Material supplied -

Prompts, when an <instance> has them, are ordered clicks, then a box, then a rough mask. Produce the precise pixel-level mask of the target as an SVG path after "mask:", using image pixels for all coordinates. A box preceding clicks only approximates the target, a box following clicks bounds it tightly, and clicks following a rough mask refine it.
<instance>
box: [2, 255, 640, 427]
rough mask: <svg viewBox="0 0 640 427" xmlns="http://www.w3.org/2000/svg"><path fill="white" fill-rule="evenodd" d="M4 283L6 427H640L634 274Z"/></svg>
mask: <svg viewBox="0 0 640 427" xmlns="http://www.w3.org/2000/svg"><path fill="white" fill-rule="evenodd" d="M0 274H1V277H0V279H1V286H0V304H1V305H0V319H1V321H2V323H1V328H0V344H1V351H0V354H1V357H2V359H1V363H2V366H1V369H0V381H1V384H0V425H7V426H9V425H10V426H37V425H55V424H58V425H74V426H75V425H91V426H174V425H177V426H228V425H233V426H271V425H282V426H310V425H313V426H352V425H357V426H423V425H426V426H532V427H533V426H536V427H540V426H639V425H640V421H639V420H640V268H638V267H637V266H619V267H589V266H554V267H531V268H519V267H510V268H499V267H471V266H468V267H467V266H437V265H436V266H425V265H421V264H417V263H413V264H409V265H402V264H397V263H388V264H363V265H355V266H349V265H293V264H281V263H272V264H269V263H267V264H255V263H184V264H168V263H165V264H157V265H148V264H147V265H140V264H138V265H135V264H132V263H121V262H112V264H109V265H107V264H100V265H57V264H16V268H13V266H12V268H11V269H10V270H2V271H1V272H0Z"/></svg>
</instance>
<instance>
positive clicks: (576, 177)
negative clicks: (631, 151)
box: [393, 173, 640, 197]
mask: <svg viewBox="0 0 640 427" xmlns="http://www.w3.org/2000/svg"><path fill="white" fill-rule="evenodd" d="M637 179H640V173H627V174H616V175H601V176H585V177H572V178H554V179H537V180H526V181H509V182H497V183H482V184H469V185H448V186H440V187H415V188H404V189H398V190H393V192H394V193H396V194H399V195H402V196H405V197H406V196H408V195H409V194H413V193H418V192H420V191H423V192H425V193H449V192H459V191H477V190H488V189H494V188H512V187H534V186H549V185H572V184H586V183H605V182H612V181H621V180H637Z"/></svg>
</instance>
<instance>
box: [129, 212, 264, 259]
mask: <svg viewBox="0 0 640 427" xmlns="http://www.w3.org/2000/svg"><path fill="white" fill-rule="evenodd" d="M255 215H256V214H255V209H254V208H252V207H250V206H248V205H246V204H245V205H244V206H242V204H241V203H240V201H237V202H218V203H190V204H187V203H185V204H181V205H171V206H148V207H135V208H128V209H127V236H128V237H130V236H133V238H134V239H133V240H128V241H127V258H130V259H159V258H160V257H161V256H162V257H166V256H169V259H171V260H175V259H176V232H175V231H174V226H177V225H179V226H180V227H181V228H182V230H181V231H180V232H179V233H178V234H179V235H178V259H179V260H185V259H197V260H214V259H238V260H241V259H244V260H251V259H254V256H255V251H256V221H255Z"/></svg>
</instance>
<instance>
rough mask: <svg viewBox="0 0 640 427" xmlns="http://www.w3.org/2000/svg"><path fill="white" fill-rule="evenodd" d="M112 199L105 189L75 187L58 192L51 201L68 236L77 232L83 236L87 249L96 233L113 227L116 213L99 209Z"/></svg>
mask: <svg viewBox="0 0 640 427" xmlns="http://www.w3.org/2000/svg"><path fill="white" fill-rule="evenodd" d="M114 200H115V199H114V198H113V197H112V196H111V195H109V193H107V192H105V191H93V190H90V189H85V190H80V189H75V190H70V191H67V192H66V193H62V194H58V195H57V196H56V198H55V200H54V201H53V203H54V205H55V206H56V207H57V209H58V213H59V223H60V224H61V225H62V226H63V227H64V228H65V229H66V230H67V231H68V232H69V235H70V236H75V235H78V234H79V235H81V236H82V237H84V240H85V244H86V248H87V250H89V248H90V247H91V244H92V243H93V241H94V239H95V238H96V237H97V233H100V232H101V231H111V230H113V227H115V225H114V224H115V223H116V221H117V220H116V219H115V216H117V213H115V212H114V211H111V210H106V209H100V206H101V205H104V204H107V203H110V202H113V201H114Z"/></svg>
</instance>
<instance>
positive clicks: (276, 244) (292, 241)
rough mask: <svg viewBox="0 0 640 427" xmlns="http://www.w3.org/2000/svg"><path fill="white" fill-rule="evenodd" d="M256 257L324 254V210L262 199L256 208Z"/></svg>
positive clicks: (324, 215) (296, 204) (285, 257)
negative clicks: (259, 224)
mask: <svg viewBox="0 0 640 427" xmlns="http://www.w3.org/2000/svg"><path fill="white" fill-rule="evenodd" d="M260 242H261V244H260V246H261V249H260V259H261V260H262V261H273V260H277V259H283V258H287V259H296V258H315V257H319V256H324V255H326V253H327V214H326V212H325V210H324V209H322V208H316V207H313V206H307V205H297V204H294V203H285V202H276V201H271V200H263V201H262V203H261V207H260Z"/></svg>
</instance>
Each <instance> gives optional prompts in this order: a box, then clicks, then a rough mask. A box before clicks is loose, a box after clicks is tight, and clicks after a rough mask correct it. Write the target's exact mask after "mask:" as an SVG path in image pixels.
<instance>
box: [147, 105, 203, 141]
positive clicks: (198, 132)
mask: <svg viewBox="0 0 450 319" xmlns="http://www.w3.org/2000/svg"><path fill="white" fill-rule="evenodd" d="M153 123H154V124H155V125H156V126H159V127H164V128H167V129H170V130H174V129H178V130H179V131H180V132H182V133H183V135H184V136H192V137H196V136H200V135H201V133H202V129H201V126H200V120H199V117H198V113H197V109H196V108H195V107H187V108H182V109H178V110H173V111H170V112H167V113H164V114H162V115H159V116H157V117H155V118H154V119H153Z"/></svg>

Activity - Report how many lines in the listing include the word "pixels". Give nothing but the count.

Exercise answer - 2